Your goal: Find the line that contains "Expected: one point per instance of the tree" in the entries below. Write out that line and all that follow it, unchanged and alone.

Data to use:

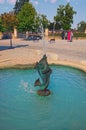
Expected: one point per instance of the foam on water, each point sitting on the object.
(22, 109)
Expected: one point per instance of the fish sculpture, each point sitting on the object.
(44, 72)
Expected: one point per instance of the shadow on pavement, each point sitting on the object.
(13, 47)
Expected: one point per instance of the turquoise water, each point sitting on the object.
(22, 109)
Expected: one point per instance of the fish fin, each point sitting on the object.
(37, 82)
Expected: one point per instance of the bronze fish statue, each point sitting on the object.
(44, 72)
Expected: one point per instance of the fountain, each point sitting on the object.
(44, 71)
(22, 108)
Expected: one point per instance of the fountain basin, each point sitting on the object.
(22, 108)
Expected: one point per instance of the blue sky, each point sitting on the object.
(49, 8)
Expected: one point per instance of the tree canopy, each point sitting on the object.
(9, 20)
(18, 5)
(64, 16)
(81, 26)
(26, 17)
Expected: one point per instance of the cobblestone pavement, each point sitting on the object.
(29, 52)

Task output:
Expected: one point per instance of the tree canopy, each point sitting on the object.
(9, 20)
(18, 5)
(64, 16)
(81, 26)
(26, 17)
Expected: one point per instance of the cobblestone pavement, each point sitting on the object.
(29, 52)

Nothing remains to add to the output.